-- start of Supplied material --
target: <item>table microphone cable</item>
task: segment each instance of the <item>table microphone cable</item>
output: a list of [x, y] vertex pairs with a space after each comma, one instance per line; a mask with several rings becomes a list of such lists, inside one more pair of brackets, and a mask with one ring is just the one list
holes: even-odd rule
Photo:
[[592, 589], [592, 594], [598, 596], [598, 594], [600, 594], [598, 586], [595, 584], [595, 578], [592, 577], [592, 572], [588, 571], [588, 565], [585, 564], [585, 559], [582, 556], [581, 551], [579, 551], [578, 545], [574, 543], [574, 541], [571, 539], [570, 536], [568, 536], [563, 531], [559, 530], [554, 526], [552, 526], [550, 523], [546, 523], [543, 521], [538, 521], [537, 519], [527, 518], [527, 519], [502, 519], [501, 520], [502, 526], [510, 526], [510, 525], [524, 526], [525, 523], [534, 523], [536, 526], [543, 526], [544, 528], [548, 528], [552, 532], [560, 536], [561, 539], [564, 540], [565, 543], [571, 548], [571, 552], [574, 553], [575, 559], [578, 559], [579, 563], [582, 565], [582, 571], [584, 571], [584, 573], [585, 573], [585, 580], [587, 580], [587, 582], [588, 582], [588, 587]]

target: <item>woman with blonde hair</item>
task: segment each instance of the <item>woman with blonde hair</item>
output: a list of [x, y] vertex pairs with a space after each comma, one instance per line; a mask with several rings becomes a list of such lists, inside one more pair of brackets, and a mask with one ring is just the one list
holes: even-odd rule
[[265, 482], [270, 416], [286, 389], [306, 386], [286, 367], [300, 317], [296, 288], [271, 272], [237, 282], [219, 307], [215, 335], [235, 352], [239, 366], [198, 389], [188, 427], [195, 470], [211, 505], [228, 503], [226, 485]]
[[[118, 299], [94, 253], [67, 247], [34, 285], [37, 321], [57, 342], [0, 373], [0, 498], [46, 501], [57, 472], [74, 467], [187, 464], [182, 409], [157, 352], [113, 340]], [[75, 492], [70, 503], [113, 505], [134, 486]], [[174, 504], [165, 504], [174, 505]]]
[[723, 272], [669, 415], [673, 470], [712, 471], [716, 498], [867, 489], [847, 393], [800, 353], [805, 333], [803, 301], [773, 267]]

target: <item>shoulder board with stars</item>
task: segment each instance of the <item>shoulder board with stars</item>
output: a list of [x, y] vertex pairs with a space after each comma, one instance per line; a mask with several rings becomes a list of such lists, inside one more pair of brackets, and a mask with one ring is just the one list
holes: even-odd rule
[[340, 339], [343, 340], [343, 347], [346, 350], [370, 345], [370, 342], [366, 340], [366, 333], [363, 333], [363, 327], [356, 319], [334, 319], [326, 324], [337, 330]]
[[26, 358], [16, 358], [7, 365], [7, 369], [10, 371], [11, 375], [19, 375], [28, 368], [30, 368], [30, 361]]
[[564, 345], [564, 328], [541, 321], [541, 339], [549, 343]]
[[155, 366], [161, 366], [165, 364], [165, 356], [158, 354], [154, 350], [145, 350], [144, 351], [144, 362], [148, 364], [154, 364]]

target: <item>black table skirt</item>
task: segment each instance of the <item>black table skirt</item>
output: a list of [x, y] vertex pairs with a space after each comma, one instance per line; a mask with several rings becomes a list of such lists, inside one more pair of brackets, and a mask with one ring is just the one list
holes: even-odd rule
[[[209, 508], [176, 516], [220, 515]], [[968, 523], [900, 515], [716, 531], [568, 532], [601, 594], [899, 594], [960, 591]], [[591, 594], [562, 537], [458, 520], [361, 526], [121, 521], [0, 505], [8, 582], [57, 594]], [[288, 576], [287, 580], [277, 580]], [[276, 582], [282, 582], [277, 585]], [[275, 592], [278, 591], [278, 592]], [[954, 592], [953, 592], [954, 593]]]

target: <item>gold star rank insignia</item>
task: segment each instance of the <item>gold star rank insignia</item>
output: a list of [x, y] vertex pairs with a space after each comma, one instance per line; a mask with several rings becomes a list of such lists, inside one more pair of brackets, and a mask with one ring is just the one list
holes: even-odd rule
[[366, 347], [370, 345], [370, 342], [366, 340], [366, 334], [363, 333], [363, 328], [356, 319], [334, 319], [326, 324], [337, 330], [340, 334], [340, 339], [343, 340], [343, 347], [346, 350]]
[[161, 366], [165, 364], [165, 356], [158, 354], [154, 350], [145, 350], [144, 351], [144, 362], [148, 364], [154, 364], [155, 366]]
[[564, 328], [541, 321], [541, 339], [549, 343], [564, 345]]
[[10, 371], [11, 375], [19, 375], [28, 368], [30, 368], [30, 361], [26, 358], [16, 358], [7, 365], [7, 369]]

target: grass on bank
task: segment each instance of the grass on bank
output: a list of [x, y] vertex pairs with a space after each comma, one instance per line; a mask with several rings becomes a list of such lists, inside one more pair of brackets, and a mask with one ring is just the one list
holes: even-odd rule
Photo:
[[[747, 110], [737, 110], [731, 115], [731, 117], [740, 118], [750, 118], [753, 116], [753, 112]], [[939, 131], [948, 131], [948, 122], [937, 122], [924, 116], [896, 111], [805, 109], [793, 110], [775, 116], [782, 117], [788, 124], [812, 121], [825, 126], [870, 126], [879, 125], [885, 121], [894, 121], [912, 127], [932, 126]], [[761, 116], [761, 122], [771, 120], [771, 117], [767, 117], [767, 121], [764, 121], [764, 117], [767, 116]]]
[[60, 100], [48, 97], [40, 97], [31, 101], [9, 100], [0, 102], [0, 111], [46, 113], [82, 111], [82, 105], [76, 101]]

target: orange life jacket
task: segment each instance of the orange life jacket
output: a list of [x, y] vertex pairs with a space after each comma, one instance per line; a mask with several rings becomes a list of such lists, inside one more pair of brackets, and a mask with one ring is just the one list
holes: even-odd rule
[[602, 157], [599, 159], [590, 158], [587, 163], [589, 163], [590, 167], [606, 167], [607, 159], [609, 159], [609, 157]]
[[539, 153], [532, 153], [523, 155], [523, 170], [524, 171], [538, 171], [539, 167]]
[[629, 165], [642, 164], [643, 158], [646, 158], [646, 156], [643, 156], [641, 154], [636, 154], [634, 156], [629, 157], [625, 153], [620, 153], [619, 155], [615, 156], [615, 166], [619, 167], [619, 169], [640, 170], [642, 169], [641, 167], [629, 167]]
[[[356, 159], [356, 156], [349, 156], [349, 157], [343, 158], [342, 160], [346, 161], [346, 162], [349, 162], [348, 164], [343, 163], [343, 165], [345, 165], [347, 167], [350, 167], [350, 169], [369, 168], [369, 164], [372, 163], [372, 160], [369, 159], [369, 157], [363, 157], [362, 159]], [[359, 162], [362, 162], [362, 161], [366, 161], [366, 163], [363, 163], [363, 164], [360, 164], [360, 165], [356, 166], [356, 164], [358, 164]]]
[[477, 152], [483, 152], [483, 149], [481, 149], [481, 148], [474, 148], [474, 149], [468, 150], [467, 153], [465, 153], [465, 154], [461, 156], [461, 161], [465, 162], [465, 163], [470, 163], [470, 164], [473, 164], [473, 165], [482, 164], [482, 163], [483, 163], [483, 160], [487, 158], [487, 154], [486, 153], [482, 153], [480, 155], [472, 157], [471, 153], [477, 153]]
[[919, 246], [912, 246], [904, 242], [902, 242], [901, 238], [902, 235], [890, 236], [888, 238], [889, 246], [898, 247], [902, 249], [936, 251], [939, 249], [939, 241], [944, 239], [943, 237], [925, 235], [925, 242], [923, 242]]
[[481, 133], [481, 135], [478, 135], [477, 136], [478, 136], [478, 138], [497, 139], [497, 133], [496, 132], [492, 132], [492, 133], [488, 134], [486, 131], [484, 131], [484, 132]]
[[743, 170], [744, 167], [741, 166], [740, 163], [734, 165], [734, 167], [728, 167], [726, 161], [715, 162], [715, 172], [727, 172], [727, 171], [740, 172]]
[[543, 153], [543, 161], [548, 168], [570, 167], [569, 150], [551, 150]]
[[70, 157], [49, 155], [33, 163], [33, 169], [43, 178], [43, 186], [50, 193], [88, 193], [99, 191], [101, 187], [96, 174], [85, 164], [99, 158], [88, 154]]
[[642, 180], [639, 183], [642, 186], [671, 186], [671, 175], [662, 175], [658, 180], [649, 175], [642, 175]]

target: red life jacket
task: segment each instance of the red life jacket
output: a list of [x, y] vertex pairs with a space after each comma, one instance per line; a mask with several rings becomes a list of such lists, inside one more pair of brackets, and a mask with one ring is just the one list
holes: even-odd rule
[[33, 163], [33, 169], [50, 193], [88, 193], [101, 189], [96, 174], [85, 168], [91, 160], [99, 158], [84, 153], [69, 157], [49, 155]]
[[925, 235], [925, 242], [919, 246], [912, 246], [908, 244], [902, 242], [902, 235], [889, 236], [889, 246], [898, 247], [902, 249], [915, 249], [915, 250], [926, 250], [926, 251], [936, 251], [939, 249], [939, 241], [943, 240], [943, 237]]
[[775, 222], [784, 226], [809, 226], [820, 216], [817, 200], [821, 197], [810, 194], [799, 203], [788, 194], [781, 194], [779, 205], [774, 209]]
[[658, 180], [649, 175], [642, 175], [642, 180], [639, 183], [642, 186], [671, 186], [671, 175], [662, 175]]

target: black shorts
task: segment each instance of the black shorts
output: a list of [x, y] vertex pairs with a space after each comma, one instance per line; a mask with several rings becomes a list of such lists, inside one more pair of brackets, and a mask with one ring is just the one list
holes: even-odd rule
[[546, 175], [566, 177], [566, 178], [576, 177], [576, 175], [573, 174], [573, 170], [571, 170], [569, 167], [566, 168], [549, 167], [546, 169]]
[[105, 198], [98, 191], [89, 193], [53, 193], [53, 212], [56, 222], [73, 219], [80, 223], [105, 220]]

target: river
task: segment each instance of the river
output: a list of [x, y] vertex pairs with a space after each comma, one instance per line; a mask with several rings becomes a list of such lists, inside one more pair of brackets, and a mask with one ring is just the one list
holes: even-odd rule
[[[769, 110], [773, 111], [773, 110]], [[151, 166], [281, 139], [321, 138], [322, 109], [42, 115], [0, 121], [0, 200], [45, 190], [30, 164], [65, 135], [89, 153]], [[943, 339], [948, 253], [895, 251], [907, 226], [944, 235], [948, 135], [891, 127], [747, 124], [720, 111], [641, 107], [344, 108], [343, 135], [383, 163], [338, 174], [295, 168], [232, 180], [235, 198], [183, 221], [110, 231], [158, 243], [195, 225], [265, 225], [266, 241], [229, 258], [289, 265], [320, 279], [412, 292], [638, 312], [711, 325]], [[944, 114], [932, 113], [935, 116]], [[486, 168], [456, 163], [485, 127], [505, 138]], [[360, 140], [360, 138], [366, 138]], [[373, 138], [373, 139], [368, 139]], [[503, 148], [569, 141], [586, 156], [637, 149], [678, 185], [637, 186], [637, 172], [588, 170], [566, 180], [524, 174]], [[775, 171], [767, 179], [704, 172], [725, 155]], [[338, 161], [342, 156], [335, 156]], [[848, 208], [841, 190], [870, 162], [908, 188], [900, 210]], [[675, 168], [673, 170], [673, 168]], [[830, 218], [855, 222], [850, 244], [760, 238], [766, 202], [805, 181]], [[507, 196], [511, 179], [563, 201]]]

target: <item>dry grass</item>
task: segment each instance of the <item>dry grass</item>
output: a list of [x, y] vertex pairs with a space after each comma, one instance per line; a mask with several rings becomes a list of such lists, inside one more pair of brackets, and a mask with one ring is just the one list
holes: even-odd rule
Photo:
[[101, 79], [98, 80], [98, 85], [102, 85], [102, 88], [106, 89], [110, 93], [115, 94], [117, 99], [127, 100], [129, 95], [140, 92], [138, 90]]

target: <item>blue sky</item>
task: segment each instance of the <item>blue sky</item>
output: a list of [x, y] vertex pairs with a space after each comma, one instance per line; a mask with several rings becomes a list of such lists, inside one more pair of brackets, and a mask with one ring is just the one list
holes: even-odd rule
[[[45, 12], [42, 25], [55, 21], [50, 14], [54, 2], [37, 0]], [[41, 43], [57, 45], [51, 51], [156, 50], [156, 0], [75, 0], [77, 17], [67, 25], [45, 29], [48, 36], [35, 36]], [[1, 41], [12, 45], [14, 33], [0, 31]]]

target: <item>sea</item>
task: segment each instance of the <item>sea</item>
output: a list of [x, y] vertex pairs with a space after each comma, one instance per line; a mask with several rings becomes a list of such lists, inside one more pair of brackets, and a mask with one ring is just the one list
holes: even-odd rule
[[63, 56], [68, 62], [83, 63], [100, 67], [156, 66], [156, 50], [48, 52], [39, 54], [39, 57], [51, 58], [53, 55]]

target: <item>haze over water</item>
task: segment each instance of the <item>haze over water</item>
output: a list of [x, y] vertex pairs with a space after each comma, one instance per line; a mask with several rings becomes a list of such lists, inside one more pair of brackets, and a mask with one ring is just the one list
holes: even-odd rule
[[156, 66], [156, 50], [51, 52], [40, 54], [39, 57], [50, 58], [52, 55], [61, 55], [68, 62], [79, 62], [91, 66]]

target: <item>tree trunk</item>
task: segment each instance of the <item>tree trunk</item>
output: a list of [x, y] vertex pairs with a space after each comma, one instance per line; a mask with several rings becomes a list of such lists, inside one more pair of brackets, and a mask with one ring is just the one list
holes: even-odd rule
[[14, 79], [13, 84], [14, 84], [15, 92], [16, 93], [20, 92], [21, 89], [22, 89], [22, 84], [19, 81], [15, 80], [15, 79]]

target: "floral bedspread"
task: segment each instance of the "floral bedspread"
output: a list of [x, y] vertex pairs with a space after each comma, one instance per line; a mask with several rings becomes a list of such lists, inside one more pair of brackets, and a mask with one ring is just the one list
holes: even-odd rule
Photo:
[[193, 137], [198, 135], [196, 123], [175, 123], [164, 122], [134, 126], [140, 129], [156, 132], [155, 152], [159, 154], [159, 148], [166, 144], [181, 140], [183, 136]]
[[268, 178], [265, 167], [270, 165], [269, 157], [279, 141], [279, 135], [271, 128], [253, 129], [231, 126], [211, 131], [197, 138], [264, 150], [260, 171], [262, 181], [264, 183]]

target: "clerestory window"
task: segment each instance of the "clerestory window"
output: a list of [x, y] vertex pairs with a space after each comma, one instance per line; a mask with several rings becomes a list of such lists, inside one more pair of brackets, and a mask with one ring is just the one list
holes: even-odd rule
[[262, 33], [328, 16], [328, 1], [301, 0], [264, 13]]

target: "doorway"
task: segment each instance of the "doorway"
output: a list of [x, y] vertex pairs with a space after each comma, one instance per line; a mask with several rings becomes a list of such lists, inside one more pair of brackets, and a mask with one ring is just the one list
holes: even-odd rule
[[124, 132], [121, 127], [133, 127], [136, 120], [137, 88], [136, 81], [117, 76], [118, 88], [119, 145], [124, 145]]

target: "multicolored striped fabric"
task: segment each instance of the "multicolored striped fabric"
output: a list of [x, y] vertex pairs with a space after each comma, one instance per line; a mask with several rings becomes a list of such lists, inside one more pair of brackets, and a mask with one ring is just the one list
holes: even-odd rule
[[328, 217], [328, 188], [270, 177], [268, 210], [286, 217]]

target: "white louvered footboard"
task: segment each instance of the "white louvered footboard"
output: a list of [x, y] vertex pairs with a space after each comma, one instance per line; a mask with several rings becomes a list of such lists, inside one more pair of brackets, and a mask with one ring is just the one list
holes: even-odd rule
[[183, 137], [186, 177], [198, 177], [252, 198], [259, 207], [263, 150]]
-- end of Supplied material --
_The request_
Lay out the records from the line with "target: <item>woman with blonde hair</item>" up to and including the line with "301], [773, 267]]" as a two-column CSV with the columns request and answer. Give one row per request, with its text and its answer each in a single quoted field and line breaks replaced by spaces.

_The result_
request,answer
"target: <item>woman with blonde hair</item> task: segment each instance of the <item>woman with blonde hair</item> output: a list of [x, y] vertex pairs with a space after each comma, one instance per line; a mask with several rings becomes a list of such lists, inside one more pair of brackets, and a mask with one ring is just the one list holes: even-odd rule","[[265, 482], [270, 416], [286, 389], [306, 386], [286, 367], [300, 317], [296, 288], [271, 272], [237, 282], [219, 307], [215, 335], [235, 352], [239, 366], [198, 389], [188, 427], [195, 470], [211, 505], [228, 503], [226, 485]] [[[118, 299], [94, 253], [67, 247], [34, 285], [37, 321], [57, 342], [0, 373], [0, 498], [46, 501], [57, 472], [74, 467], [187, 464], [182, 409], [157, 352], [113, 340]], [[75, 492], [70, 503], [113, 505], [134, 486]], [[174, 504], [165, 504], [174, 505]]] [[723, 272], [669, 415], [673, 470], [712, 471], [716, 498], [867, 489], [847, 393], [800, 353], [805, 333], [803, 301], [773, 267]]"